Task details
Please give these lines again with "innermost point" changed to "center point" wherever it occurs, leaving everything else untouched.

Record extracts
+++

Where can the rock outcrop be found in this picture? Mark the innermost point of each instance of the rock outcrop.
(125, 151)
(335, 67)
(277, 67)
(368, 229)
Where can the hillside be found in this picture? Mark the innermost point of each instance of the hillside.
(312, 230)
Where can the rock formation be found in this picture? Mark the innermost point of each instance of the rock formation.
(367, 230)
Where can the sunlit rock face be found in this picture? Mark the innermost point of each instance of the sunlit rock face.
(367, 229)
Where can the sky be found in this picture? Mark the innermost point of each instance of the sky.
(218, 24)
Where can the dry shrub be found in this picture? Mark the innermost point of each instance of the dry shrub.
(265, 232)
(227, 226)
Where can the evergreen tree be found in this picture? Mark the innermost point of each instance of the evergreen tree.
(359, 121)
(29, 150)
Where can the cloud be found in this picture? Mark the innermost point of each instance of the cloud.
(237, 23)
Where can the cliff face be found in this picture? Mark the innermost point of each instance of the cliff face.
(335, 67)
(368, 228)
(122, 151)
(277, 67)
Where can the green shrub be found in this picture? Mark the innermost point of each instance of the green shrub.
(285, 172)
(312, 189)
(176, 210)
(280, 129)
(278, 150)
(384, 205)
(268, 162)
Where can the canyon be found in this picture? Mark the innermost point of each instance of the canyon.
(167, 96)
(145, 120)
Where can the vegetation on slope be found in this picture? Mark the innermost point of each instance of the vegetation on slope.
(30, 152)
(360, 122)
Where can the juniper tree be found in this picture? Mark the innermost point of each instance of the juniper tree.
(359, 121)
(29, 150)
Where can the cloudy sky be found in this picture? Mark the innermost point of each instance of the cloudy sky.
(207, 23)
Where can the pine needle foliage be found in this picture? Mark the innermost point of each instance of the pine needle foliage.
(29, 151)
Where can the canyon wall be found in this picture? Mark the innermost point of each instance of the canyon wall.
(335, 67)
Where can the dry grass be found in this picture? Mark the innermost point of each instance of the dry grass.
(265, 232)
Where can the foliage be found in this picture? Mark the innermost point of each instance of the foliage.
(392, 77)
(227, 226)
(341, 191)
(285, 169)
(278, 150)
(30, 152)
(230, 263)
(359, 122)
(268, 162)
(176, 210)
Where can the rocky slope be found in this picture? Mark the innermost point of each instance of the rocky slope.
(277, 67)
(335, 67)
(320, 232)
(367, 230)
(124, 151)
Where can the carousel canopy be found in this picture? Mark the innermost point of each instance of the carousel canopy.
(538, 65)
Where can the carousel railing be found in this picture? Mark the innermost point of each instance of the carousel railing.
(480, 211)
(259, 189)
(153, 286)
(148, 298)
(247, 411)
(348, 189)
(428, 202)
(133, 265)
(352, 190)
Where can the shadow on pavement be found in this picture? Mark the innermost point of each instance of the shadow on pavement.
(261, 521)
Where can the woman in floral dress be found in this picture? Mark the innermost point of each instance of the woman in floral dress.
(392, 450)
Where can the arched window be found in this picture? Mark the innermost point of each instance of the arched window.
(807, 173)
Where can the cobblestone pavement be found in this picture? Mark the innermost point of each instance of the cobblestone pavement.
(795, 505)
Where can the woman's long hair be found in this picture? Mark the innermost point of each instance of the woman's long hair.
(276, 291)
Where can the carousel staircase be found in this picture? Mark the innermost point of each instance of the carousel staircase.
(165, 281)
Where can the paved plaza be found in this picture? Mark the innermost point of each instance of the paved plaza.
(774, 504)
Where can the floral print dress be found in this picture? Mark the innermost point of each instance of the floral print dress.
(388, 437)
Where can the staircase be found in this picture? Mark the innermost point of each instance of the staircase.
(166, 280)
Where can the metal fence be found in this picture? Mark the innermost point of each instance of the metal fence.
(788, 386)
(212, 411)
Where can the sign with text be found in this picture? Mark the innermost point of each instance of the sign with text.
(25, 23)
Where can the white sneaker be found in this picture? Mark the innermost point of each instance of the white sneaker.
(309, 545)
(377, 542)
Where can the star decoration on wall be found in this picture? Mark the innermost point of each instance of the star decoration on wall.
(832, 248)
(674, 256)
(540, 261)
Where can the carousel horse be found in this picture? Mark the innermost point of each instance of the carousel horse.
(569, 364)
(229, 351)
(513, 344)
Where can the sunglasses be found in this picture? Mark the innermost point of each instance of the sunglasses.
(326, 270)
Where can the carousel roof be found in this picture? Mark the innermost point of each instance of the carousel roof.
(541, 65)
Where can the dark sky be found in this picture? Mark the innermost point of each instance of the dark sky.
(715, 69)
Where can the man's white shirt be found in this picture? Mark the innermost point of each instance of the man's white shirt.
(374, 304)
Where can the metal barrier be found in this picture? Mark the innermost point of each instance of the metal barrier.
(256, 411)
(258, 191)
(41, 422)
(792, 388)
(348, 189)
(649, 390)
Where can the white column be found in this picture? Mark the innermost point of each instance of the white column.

+++

Written reply
Where can the rock outcrop be found in this picture? Mark the center point of each instance of the rock outcrop.
(125, 151)
(335, 67)
(277, 67)
(368, 229)
Where can the hillside be found in this picture? Mark the center point of each instance of the hillside.
(312, 230)
Where can the rock formation be found in this picture? Mark the center point of each instance of the rock formation.
(367, 230)
Where can the sunlit rock face be found in this picture? Mark the center point of each instance of the sunlit rock face.
(367, 229)
Where can the sky be found in this picture? Mark the center point of each instance of the sky.
(218, 24)
Where can the dry shrub be found in this picture? Mark the center point of each instance of the dry shrub.
(265, 232)
(227, 226)
Where can the evergreen tree be found in this picture? Mark the center point of each instance of the evergreen tree.
(359, 121)
(29, 150)
Where can the cloud be found in this picture? Mark the center point of each instance of the cloud.
(237, 23)
Where can the cliff face be found in this picture? Mark the center point of each instance of the cliff face.
(335, 67)
(368, 228)
(122, 151)
(277, 67)
Where can the green shrub be found in this picture? Mark the center point of each instance of the green shrub.
(285, 172)
(312, 189)
(176, 210)
(280, 129)
(278, 150)
(384, 205)
(268, 162)
Where can the canyon be found in this picture? Mark the center point of each instance of the canyon.
(167, 96)
(145, 120)
Where can the vegetation on slope be found in this picture? Mark the center point of each instance of the vegetation on slope.
(30, 152)
(360, 122)
Where can the juniper tree be found in this picture? Mark the center point of each instance of the juniper tree.
(359, 121)
(29, 150)
Where can the cloudy sky be found in this picture? Mark the center point of each instance of the cloudy sky.
(207, 23)
Where can the pine needle foliage be found in this picture? Mark the center point of each instance of the pine needle foliage.
(29, 151)
Where can the canyon wall be found in this picture? Mark the center point of each instance of the canyon wall.
(335, 67)
Where can the dry grass be found in this picture? Mark the center point of each instance of the dry grass.
(265, 232)
Where can the foliage be found in this picture? Mark the center point of each instance of the foliage.
(392, 77)
(227, 226)
(341, 191)
(285, 169)
(278, 150)
(30, 152)
(230, 263)
(359, 122)
(268, 162)
(176, 210)
Where can the rocky slope be found in this picture? Mark the center point of each instance of the rocky slope.
(277, 67)
(335, 67)
(320, 232)
(367, 230)
(124, 151)
Where can the carousel canopy be found in this picture? Mark the center point of each instance of the carousel canopy.
(538, 65)
Where can the carousel railing be found in this picture? Mark the center point of each instance of the carousel railing.
(480, 211)
(259, 189)
(153, 286)
(148, 298)
(247, 411)
(348, 189)
(428, 202)
(133, 265)
(352, 190)
Where can the shadow on pavement be found in this picture? Mark the center point of each instance of the shadow on pavement.
(261, 521)
Where can the woman in floral dress be found in this picture? Mark the center point of each instance of the woman in floral dress.
(392, 450)
Where can the arched window be found in this picture? Mark the center point of each instance of the arched window.
(807, 173)
Where can the cobblestone pavement be found in this picture? Mark the center point of each instance of the cobblestone pavement.
(795, 505)
Where can the woman's long hair be found in this picture? Mark the center point of each instance of the woman's long hair.
(276, 291)
Where can the carousel staircase be found in this picture? Mark the center point of each instance of the carousel staircase.
(165, 281)
Where can the paved plaza be found in this picture? Mark the center point of each instance of the paved plaza.
(774, 504)
Where can the floral print dress be found in this picture? Mark the center point of each instance of the floral print dress.
(388, 437)
Where can the staircase be found in this picture? Mark the center point of each instance of the staircase.
(166, 280)
Where can the metal fence be found in this picture? Mark the center point of each instance of the metal fence.
(788, 386)
(212, 411)
Where can the sign with text be found in this picture? Mark the center point of each instance of the sign with text.
(25, 23)
Where can the white sneaker be found in this picture? Mark the center point of each instance of the white sneaker.
(309, 545)
(377, 542)
Where can the star decoration on wall be found in this picture? Mark the center point of each instance of the star decoration on wall.
(832, 248)
(674, 256)
(540, 261)
Where can the carousel horse be found in this picture? Mark the center point of each instance of the carousel horse.
(569, 364)
(229, 351)
(513, 344)
Where can the sunglasses be found in this picture? Mark the center point of each instance of the sunglasses.
(326, 270)
Where can the carousel roof be found in this picture? Mark the center point of each instance of the carousel roof.
(541, 65)
Where can the dark sky be found in this picture? Mark the center point of each instance of the dark sky.
(715, 69)
Where can the man's white shirt be found in this picture? Mark the center point of each instance of the man's white shirt.
(374, 304)
Where can the metal barrier be found in this picture? Mark the center point of each instance of the metal barrier.
(256, 411)
(258, 191)
(41, 422)
(792, 388)
(348, 189)
(649, 390)
Where can the white column be found in this picture? Mark the center point of each instance of the white column.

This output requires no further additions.